- TASK REQUIREMENTS:
Only the lines from the one containing "Where in this photo can the woman's" to the end of the records belong in the output; print them exactly.

- PROVIDED RECORDS:
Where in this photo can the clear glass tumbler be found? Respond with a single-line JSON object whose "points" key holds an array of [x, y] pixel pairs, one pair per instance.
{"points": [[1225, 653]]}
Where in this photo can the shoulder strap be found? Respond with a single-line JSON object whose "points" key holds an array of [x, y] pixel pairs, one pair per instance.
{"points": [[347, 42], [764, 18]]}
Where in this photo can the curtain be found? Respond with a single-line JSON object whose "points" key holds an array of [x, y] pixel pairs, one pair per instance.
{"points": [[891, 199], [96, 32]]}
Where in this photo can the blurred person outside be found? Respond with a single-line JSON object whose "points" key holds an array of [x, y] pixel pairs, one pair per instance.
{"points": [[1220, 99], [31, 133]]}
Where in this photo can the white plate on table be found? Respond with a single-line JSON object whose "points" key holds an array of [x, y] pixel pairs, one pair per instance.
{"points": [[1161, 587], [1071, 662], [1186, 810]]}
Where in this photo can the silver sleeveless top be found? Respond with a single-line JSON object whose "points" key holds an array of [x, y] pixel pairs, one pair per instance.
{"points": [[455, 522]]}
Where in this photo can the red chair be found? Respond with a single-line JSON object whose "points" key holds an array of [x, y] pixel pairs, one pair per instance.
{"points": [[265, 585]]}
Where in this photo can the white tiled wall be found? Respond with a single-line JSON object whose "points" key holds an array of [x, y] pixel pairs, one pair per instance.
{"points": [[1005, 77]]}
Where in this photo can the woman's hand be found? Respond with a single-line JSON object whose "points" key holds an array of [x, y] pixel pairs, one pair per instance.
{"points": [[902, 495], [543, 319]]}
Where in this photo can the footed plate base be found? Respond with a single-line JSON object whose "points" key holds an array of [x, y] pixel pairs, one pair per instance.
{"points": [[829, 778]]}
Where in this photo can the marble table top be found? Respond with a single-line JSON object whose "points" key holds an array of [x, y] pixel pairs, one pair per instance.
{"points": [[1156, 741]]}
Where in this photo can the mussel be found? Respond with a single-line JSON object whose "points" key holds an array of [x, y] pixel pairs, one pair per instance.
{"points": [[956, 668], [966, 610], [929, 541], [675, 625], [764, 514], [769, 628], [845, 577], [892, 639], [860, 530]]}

- COMPLETE ANSWER:
Where in this photo can the woman's hand be found? Respond with a single-line JSON object whose "points" key holds an array of [x, y] pixel pairs, one pair per instance.
{"points": [[902, 495], [543, 319]]}
Where in this photo can the footed plate base be found? Respond with a single-line JSON object whose "points" key holds an array of [x, y] pixel pairs, one pair per instance.
{"points": [[829, 778]]}
Where in this photo can the marble table top be found? Respond with a single-line JSON object whose "points" key holds an array of [x, y] pixel pairs, one pair per instance.
{"points": [[1156, 741]]}
Where in this photo can the mussel be found? Respond with a single-line JSON object whose "points" key holds an array of [x, y] pixel pairs, one pair per instance.
{"points": [[956, 668], [966, 610], [929, 541], [675, 625], [764, 514], [769, 628], [845, 577], [892, 639], [860, 530]]}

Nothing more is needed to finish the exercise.